Copy the entries from the start through the line containing "(1007, 479)", swapping "dark suv" for "black suv" and leaving everything else unchanged.
◇ ◇ ◇ ◇ ◇ ◇ ◇
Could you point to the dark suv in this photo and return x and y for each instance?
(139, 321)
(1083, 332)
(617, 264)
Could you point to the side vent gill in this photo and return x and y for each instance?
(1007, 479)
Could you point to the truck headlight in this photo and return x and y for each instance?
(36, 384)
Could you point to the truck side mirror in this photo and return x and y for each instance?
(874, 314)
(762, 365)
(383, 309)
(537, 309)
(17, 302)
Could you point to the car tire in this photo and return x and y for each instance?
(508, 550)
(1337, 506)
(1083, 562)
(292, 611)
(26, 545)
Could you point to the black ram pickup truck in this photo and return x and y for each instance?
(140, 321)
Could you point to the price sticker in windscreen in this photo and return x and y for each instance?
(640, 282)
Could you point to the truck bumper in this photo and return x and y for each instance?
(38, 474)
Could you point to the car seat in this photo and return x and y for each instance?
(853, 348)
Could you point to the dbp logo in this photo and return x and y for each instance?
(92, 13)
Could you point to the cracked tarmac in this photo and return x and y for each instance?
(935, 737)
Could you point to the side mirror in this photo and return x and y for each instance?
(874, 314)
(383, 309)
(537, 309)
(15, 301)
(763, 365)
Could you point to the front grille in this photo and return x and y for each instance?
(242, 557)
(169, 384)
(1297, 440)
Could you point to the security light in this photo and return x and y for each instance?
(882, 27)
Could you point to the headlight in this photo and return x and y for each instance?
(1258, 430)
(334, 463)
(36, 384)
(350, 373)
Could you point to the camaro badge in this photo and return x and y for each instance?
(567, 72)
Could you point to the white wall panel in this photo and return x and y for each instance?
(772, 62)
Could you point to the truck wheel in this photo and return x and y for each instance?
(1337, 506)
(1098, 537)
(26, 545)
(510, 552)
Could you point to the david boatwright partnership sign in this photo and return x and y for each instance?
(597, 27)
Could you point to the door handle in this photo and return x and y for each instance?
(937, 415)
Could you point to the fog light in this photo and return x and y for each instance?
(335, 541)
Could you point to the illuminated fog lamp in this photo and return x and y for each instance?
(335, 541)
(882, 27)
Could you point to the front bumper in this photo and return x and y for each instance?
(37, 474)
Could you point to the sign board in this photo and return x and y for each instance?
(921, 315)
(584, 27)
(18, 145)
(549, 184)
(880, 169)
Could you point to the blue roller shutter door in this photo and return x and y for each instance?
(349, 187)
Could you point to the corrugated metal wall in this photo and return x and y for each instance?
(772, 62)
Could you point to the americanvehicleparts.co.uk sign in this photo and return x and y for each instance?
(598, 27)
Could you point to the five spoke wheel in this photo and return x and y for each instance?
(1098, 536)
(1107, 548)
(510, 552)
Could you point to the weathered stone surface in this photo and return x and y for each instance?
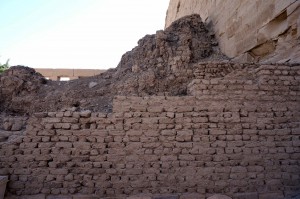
(250, 30)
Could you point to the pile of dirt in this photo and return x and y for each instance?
(160, 64)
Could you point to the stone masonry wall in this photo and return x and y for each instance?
(253, 30)
(239, 138)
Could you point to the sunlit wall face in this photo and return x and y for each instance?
(75, 33)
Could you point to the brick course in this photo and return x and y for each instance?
(236, 137)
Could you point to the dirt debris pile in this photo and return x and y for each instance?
(161, 64)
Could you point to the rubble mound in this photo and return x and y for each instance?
(161, 64)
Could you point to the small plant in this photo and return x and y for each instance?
(4, 67)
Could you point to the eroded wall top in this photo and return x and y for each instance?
(248, 30)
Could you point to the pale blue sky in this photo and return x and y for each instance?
(75, 33)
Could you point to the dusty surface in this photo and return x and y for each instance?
(260, 31)
(160, 64)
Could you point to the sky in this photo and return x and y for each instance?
(90, 34)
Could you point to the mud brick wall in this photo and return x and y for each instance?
(159, 145)
(237, 135)
(249, 30)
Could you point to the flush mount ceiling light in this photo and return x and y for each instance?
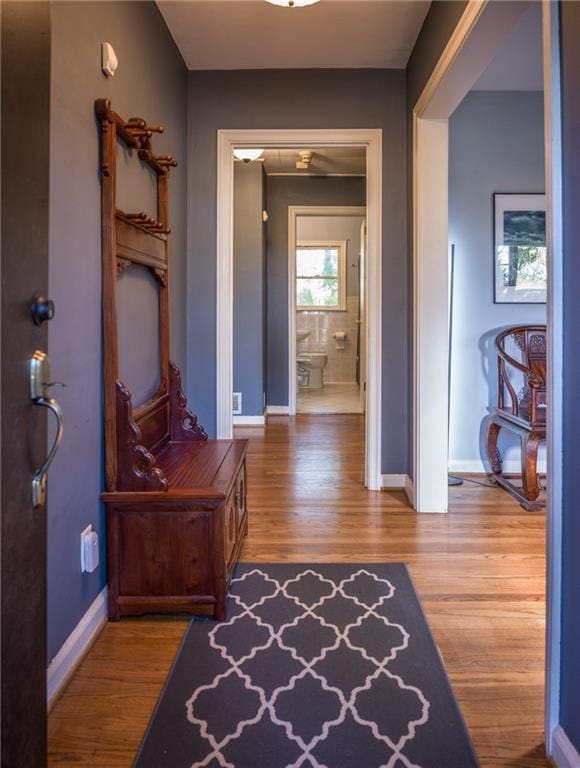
(247, 155)
(292, 3)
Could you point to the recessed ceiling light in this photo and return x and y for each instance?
(247, 155)
(292, 3)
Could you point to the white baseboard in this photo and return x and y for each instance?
(75, 646)
(278, 410)
(410, 490)
(393, 481)
(478, 466)
(564, 753)
(400, 482)
(249, 421)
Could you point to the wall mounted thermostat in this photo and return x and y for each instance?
(109, 61)
(89, 550)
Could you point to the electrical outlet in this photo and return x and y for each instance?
(89, 550)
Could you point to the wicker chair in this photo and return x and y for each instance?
(523, 412)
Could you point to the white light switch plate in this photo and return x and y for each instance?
(89, 550)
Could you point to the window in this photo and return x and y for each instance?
(321, 275)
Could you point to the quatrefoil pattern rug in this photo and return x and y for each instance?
(318, 666)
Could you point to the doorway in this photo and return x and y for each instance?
(327, 309)
(472, 46)
(371, 141)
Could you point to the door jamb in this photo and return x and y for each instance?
(371, 139)
(433, 103)
(294, 211)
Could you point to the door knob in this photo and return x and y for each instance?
(39, 386)
(41, 309)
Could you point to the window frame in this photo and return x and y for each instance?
(341, 246)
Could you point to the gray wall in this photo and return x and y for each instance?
(570, 684)
(249, 287)
(284, 191)
(298, 99)
(152, 82)
(496, 144)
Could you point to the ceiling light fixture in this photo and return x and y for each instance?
(247, 155)
(292, 3)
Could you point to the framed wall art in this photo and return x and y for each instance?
(520, 269)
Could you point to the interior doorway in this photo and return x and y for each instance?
(370, 141)
(475, 41)
(327, 309)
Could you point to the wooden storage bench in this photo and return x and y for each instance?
(175, 550)
(175, 501)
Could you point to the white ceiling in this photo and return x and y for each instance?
(517, 65)
(325, 161)
(253, 34)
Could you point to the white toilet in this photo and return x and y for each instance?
(313, 363)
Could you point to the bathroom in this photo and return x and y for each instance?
(288, 205)
(329, 311)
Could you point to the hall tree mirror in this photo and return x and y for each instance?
(138, 290)
(299, 282)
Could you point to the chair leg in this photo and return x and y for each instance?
(493, 453)
(531, 485)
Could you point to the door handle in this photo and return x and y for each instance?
(39, 386)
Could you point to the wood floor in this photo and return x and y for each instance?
(479, 572)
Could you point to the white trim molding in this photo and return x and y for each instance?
(62, 667)
(371, 139)
(564, 754)
(481, 467)
(553, 165)
(294, 211)
(277, 410)
(399, 482)
(410, 490)
(249, 421)
(394, 482)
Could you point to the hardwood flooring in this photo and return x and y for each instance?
(479, 572)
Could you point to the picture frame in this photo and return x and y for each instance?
(519, 253)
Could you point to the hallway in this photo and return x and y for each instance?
(479, 572)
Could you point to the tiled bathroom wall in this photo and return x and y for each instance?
(341, 365)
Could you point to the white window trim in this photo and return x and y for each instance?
(341, 245)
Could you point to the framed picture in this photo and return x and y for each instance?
(520, 272)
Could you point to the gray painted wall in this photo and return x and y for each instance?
(284, 191)
(570, 683)
(496, 144)
(152, 82)
(249, 287)
(298, 99)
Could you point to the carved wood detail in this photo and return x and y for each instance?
(136, 470)
(168, 486)
(184, 424)
(122, 264)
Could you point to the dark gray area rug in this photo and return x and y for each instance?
(318, 666)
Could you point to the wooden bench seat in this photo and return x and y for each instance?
(175, 501)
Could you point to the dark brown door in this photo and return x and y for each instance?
(24, 138)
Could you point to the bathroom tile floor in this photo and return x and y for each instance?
(332, 398)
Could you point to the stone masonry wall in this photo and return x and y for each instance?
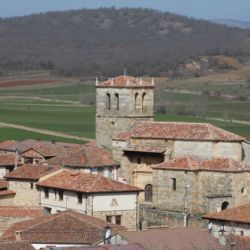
(128, 217)
(25, 195)
(113, 120)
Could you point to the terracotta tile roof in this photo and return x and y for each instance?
(237, 214)
(195, 164)
(21, 211)
(173, 238)
(89, 155)
(123, 136)
(3, 184)
(7, 145)
(16, 245)
(86, 183)
(182, 131)
(146, 148)
(7, 159)
(7, 192)
(134, 246)
(31, 172)
(64, 227)
(125, 81)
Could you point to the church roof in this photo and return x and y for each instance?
(182, 131)
(194, 164)
(125, 81)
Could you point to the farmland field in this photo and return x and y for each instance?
(68, 105)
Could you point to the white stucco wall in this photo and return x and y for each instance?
(70, 201)
(114, 202)
(207, 150)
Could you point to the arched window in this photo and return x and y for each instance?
(117, 101)
(108, 101)
(136, 101)
(224, 205)
(143, 100)
(148, 192)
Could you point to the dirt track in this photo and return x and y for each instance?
(45, 132)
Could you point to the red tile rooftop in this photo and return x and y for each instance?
(89, 155)
(7, 192)
(195, 164)
(85, 183)
(125, 81)
(66, 227)
(173, 238)
(147, 149)
(237, 214)
(182, 131)
(31, 172)
(7, 159)
(123, 136)
(21, 211)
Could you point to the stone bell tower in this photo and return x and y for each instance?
◇ ◇ ◇ ◇ ◇ ◇ ◇
• TASK RESULT:
Could you point to the black suv in this photo and return x and y for each instance?
(139, 321)
(1083, 332)
(617, 264)
Could you point to the side vent gill in this photo and return x and y for each instance?
(1007, 479)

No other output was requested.